Labeled-object pointing entries
═══
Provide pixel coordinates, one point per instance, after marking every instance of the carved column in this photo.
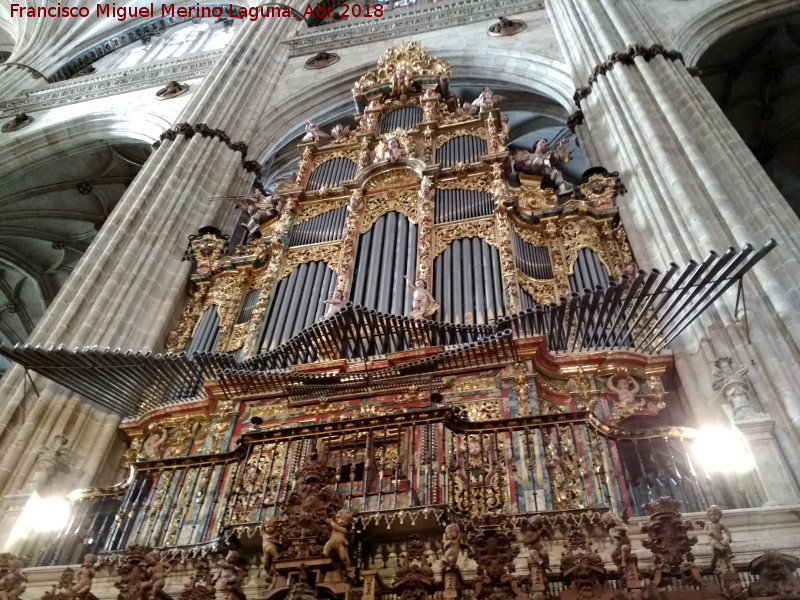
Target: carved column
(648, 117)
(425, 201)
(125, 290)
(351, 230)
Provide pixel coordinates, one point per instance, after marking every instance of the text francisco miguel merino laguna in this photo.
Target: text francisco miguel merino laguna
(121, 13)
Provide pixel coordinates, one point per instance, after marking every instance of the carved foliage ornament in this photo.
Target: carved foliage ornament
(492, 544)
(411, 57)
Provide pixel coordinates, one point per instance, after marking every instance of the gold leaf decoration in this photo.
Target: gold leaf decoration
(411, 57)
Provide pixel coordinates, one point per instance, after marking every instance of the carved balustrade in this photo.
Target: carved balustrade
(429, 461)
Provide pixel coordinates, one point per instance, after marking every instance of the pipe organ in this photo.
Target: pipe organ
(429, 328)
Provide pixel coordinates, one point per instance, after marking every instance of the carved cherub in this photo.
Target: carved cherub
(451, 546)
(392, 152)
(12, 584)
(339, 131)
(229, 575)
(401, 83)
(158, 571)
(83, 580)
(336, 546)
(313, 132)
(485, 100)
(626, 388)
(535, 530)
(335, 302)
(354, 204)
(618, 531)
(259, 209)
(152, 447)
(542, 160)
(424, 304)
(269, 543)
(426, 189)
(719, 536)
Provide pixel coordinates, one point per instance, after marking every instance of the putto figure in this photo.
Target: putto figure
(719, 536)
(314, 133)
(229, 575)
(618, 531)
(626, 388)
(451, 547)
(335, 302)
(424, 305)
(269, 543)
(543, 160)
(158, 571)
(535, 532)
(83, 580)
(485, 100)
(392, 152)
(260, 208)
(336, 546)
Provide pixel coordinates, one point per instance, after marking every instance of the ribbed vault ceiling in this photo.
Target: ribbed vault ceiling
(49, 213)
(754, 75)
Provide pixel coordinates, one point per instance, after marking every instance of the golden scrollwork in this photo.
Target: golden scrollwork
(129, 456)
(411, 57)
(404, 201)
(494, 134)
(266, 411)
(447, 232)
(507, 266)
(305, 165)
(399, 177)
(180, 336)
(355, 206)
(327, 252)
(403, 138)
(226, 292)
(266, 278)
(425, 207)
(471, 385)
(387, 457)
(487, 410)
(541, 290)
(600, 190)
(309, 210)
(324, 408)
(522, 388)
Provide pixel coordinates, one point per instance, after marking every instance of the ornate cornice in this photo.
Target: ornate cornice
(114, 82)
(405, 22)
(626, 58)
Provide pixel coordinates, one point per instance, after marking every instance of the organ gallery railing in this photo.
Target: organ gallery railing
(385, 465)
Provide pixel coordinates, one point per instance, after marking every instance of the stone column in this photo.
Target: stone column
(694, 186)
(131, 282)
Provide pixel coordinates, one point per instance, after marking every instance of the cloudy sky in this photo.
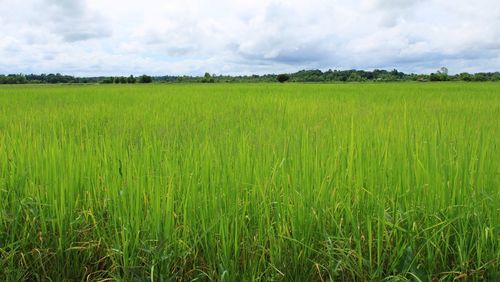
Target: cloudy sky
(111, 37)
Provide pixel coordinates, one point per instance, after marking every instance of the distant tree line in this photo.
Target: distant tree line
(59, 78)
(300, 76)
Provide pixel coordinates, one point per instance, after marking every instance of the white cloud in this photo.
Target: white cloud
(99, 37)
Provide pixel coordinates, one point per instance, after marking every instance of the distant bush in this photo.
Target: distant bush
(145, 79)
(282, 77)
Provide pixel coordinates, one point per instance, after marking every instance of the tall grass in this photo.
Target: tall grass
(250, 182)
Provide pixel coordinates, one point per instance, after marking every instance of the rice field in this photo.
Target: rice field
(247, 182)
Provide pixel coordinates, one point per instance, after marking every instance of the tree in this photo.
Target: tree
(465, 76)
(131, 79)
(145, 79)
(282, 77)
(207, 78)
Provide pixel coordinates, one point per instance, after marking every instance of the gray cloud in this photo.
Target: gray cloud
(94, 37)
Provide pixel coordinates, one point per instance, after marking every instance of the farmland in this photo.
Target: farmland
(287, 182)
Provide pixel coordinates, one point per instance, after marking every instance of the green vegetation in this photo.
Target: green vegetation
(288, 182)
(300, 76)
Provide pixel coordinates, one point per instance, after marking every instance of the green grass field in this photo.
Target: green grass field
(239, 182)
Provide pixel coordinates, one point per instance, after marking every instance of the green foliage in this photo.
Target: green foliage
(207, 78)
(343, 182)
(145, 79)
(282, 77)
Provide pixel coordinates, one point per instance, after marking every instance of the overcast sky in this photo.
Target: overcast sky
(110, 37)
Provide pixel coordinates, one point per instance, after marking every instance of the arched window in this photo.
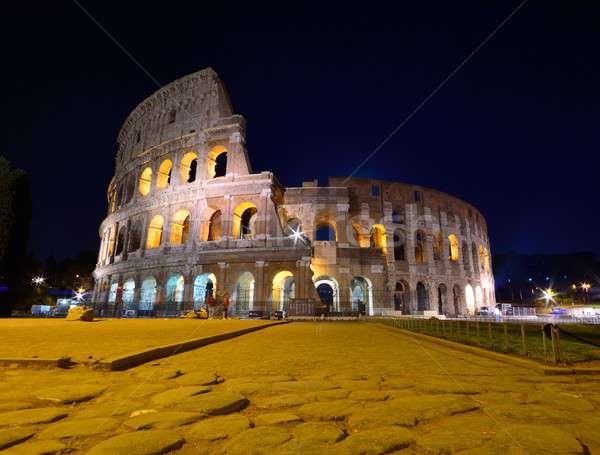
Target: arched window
═══
Output a faithful copy of the data, with each picture left out.

Provide pixel coordinates, one point per instance, after marking every instance of the carved column in this photo.
Target: carved column
(648, 117)
(425, 201)
(125, 290)
(351, 230)
Provide pixel coordinates, one point per instance, after marking every instance of the text francisco miguel merino laguna in this photo.
Target: text francisco miguel merino laguna
(121, 13)
Provide pixel coordinates, one point per instance, after marking every instance of the carved foliage ornament in this photo.
Target: carved foliage ornament
(492, 544)
(411, 57)
Provide pixel coordinates, one point per instance, after marking every instance of the gold leaf decoration in this photo.
Target: gold leaf decoration
(411, 57)
Provide pixel coordinates, one point per instance, after marking every instance of the carved balustrade in this photo.
Target: carved balustrade
(429, 461)
Provide pixel coordinates, one point per instance, after marking every instance of the pipe organ in this photo.
Target: pipe organ
(429, 328)
Provide pixel coordinates, one point per instance, after marking every instance of the carved cherub in this photo.
Target: carved cherub
(451, 546)
(392, 152)
(12, 584)
(339, 131)
(229, 575)
(401, 83)
(158, 571)
(83, 580)
(336, 546)
(313, 132)
(485, 100)
(626, 388)
(535, 530)
(335, 302)
(354, 204)
(618, 531)
(259, 209)
(152, 447)
(542, 160)
(424, 304)
(269, 543)
(426, 189)
(719, 536)
Provide pixel coordinates, one point per instance, after marking every instance of the putto figure in this photo.
Target: putto figure
(719, 536)
(314, 133)
(229, 575)
(618, 531)
(626, 388)
(451, 547)
(335, 302)
(424, 305)
(269, 543)
(543, 160)
(158, 571)
(535, 532)
(83, 580)
(485, 100)
(392, 152)
(260, 208)
(336, 546)
Provide pixel coordinates, one point per instance, after marking every instance of the ribbed vault ceiling in this photo.
Target: ribbed vault ceiling
(49, 213)
(754, 75)
Provide pixel coordinates, one point per instance, after marking every instance of the golden scrollwork in this photo.
Target: golden scrollwork
(129, 456)
(411, 57)
(404, 201)
(494, 134)
(266, 411)
(447, 232)
(507, 266)
(305, 165)
(399, 177)
(180, 336)
(355, 206)
(327, 252)
(403, 138)
(226, 292)
(266, 278)
(425, 207)
(471, 385)
(387, 457)
(487, 410)
(541, 290)
(600, 190)
(309, 210)
(324, 408)
(522, 388)
Provide pixel coordinates, one point per instance, after marking every instance of the ornate cornice in this photo.
Target: ornate cornice
(114, 82)
(405, 22)
(626, 58)
Provide pixel coordinates, one point per instance, after marking every instance of the organ gallery railing in this photo.
Target: organ gallery railing
(385, 465)
Provide pixel coordinates, one point per instance, after marking every instance of the stone column in this photo.
Target: stone column
(694, 186)
(131, 282)
Provide pixel coordinates, one point per instance, after marking every instance of the cloudy sky in this photo.
Target: cloudy sky
(111, 37)
Provide pixel coordinates, one point per instance, after marking every instance of the distant tree line in this photo.
Target: distant tree line
(59, 78)
(300, 76)
Provide pixel coordinates, one point per instance, after marking every instance of the white cloud in this photo.
Target: white cloud
(99, 37)
Provide pixel coordinates, one point per instance, after marking every instance of the distant bush in this photo.
Target: distant bush
(145, 79)
(282, 77)
Provide pixel coordinates, one point per instance, after marking every instance of the tall grass in this photo.
Target: tall grass
(250, 182)
Provide pixel coordinates, one point per instance, after marking every instance of the rice field in this photo.
Target: rice field
(247, 182)
Provide pixel coordinates, one point per instance, after marking every instance of the tree in this photo.
Target: tree
(465, 76)
(131, 79)
(145, 79)
(282, 77)
(207, 78)
Provide pixel coordinates, one point per instance, after marking every instance of the gray cloud in this photo.
Target: gray cloud
(94, 37)
Provide pixel coordinates, one point per instance, after marking every instance of the farmland in this photo.
Target: farmland
(287, 182)
Provide pixel coordinates, one point per instance, after marking every instance of the green vegetation in this photo.
Target: green vegetation
(288, 182)
(300, 76)
Provide pixel coordinates, one point per instance, after marking every instance of the green grass field in this photo.
Target: green grass field
(239, 182)
Provide pixel coordinates, one point per instance, after marking every instance of the green foliage in this photo.
Target: green foliage
(207, 78)
(343, 182)
(145, 79)
(282, 77)
Provide pixel coordinates, one point per instance, after marking every instance of the overcast sky in this photo.
Target: overcast sky
(110, 37)
Provide pixel coordinates, one point per instance, after marking every instance of the arched window in this photo.
Target: arched window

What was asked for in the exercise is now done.